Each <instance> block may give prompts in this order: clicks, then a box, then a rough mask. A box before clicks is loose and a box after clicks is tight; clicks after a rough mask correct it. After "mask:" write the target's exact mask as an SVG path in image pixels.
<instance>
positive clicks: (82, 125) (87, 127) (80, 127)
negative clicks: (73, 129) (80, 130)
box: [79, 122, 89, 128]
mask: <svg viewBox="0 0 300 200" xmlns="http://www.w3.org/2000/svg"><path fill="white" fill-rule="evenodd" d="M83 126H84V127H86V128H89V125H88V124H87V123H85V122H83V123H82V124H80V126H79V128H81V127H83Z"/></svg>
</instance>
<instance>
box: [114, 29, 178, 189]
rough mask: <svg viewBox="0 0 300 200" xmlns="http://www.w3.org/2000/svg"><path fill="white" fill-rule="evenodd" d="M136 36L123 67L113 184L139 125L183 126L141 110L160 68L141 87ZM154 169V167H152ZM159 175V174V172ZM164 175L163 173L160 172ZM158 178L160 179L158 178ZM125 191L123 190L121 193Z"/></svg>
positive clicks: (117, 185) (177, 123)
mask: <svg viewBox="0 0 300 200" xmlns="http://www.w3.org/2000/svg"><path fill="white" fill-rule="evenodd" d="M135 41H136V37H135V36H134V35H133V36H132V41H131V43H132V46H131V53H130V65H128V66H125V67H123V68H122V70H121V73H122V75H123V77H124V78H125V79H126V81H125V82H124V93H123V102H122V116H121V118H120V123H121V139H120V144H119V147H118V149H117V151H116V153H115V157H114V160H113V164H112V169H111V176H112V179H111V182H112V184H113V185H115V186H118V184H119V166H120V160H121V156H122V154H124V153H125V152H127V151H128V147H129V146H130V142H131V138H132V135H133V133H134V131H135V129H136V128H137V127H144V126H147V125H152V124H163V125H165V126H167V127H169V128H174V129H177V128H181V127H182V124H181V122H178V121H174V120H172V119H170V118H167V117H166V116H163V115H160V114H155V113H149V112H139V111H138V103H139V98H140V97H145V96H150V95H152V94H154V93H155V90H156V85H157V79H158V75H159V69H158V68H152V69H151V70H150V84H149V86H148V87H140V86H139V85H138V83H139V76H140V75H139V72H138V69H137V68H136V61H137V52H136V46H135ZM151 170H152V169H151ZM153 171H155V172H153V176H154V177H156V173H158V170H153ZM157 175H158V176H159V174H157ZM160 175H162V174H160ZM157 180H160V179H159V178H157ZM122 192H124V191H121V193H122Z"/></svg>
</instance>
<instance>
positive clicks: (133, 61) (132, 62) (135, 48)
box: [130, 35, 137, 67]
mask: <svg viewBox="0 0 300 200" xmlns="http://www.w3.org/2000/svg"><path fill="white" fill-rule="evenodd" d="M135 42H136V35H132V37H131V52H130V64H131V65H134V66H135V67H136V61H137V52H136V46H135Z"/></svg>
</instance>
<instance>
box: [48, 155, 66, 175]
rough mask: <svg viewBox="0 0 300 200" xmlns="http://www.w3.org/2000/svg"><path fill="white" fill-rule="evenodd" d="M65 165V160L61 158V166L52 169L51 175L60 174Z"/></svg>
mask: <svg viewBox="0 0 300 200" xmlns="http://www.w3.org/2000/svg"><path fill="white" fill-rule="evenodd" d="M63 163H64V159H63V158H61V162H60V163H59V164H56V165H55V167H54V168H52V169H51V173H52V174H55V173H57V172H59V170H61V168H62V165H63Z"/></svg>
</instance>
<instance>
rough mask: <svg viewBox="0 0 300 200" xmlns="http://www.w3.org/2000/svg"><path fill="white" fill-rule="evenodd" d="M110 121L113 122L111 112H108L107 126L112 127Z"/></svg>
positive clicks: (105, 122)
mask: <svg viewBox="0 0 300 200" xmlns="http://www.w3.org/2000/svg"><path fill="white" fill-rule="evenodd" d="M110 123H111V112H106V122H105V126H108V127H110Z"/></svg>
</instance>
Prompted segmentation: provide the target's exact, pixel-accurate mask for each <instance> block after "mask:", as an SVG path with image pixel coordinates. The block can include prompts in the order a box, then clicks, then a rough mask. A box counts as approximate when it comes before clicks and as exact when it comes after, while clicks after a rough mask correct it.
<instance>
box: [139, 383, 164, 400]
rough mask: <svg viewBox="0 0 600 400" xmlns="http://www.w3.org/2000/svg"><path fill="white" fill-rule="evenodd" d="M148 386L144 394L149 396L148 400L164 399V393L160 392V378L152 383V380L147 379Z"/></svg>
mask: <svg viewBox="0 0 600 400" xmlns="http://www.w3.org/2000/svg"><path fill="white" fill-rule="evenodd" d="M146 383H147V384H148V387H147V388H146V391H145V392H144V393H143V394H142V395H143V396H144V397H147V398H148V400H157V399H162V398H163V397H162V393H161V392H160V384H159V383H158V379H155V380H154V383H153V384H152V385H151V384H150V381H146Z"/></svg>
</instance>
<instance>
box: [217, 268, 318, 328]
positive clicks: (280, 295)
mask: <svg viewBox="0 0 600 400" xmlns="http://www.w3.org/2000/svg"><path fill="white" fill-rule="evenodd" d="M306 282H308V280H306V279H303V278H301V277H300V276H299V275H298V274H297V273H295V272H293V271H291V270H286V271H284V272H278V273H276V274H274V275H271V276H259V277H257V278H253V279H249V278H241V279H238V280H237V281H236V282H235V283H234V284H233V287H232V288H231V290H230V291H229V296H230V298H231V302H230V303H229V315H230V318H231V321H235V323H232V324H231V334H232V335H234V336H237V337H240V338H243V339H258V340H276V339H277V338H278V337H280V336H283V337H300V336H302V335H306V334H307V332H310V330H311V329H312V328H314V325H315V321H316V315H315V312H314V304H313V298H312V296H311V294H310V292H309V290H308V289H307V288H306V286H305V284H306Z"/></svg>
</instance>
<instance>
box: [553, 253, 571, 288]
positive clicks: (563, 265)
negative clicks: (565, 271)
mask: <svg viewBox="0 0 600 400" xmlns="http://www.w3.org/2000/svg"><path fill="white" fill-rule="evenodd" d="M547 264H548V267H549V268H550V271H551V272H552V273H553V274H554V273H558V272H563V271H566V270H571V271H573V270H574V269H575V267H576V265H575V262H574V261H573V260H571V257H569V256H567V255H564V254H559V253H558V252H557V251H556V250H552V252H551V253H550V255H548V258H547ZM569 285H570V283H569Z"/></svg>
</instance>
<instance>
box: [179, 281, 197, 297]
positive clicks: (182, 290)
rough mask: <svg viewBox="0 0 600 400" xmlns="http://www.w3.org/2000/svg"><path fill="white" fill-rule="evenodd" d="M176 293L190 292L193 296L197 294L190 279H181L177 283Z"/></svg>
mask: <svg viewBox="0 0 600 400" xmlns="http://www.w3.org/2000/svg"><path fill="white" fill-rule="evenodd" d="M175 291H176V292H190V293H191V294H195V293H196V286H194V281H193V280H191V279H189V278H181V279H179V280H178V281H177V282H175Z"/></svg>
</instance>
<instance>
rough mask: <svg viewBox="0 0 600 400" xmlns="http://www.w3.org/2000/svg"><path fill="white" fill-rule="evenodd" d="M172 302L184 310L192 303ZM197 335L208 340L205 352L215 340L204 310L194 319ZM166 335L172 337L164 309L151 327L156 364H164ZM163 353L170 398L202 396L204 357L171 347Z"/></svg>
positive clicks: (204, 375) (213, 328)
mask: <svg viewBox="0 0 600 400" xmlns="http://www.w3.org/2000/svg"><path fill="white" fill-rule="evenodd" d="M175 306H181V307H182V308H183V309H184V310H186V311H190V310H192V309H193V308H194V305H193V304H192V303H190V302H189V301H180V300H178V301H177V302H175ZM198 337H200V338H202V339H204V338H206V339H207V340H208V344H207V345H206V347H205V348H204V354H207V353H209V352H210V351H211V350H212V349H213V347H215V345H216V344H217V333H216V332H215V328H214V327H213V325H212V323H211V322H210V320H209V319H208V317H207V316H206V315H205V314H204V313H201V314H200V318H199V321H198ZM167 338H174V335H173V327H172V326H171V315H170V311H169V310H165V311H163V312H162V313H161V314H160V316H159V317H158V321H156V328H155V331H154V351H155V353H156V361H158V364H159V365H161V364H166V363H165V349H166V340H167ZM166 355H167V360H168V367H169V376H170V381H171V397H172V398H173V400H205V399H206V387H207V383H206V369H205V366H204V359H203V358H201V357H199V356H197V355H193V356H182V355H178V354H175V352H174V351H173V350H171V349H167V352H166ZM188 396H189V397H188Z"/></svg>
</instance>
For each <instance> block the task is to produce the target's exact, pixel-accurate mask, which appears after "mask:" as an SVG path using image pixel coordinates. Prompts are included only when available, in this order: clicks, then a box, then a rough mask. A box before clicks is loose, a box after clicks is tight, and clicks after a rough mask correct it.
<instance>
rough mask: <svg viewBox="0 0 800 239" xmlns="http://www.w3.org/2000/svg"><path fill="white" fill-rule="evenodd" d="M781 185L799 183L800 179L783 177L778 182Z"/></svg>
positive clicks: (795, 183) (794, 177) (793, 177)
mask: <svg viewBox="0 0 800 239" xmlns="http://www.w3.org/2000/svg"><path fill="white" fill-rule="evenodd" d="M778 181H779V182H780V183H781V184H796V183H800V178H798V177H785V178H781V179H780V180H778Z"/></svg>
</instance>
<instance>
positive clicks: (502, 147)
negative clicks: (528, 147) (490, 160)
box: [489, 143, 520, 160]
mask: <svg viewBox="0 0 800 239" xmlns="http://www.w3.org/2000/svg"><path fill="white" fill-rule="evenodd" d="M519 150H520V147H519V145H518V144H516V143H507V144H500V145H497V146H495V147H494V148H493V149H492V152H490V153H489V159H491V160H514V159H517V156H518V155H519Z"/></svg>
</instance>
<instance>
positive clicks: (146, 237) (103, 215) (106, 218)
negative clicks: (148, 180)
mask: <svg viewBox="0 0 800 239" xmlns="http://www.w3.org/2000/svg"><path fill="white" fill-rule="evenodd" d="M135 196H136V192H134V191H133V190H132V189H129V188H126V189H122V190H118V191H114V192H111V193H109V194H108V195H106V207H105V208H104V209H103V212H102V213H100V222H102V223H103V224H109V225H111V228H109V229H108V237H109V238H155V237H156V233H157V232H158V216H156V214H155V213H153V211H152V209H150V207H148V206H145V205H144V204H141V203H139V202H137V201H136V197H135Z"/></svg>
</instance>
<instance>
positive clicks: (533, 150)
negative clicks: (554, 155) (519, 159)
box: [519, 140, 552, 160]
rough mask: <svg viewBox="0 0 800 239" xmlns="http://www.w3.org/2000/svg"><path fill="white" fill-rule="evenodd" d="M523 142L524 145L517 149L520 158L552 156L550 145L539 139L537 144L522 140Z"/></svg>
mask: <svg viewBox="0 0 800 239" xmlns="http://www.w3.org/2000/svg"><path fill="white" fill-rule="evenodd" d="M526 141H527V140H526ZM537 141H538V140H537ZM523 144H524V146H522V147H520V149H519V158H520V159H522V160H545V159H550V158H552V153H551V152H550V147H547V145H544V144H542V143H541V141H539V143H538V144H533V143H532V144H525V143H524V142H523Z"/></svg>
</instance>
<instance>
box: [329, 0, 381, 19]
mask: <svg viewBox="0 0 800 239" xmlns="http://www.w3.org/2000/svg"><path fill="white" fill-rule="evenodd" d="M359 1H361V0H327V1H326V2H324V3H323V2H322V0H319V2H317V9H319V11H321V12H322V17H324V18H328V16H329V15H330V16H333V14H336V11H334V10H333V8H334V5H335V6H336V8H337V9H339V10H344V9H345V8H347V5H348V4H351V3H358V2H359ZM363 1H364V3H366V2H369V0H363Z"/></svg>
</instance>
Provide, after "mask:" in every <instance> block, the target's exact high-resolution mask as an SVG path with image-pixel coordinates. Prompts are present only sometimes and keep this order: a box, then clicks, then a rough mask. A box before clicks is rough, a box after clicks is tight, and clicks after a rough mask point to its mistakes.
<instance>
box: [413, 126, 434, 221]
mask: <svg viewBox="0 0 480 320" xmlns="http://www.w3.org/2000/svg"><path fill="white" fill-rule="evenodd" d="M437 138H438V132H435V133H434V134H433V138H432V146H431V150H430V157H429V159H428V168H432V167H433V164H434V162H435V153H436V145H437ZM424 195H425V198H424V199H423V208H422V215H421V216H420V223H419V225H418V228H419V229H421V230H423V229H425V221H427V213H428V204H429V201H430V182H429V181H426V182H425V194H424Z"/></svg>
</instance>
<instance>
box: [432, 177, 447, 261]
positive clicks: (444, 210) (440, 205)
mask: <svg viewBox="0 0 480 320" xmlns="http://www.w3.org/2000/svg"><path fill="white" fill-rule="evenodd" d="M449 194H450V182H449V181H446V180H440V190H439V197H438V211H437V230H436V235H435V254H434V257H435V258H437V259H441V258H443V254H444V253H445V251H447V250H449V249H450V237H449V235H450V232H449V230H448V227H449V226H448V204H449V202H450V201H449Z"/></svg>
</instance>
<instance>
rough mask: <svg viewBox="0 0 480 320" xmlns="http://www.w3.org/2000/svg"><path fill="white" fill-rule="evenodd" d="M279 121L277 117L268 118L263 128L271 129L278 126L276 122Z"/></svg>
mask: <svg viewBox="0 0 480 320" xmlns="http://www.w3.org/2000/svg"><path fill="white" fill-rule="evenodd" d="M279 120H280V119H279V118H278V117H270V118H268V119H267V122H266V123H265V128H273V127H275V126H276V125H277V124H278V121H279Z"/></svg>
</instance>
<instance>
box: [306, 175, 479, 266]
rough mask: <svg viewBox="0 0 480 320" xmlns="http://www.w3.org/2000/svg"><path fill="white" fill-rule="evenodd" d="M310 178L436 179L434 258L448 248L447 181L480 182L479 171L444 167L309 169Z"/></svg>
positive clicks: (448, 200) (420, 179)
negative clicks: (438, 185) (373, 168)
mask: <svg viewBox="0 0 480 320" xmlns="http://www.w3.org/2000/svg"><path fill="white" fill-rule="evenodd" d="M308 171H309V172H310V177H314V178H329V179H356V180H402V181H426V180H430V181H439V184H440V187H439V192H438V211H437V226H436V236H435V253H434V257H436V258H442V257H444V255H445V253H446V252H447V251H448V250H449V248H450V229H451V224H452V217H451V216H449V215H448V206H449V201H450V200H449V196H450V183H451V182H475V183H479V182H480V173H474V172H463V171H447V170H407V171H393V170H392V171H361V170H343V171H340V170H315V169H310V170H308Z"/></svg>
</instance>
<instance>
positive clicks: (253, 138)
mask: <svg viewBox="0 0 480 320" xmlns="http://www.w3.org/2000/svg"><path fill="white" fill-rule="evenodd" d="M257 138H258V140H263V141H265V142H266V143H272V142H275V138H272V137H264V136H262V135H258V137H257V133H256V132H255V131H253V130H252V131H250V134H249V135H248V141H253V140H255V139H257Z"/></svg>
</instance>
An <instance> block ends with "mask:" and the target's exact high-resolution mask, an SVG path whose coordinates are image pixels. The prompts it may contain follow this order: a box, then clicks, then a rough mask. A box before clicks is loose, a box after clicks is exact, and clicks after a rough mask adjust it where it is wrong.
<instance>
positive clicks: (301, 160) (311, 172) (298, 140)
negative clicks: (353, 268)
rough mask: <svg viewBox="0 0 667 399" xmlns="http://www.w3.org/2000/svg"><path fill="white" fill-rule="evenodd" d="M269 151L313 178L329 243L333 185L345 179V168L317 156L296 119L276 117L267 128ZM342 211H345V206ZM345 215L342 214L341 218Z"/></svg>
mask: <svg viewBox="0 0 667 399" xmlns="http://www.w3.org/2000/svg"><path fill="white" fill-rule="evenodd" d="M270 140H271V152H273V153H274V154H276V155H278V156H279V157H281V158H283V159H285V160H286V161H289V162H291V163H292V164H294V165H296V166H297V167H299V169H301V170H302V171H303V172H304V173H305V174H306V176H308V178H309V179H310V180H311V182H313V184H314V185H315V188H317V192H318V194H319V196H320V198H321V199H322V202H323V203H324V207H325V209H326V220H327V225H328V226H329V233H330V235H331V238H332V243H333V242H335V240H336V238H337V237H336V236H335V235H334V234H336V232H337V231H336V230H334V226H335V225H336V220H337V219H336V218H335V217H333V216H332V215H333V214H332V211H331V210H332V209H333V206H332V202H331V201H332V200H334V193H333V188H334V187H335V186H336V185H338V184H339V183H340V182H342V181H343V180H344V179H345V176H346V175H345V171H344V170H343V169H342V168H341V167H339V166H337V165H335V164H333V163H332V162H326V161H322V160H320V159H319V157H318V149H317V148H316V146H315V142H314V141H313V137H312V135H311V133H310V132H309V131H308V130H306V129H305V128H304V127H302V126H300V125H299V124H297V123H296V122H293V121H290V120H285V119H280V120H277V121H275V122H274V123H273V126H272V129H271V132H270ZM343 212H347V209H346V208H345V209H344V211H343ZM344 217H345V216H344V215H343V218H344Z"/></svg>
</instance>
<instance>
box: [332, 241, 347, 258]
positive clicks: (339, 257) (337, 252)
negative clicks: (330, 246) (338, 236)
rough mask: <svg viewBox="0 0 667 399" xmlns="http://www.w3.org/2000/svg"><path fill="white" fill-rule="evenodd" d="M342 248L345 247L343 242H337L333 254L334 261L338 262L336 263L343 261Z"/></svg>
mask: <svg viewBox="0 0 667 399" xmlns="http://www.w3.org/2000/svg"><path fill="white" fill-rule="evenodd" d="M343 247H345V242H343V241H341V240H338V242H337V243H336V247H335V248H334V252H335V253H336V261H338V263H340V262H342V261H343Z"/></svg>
────────────────
## Assignment:
Among the entries above, how many lines have the string "when" in them? Only the number should be given.

## Your solution:
2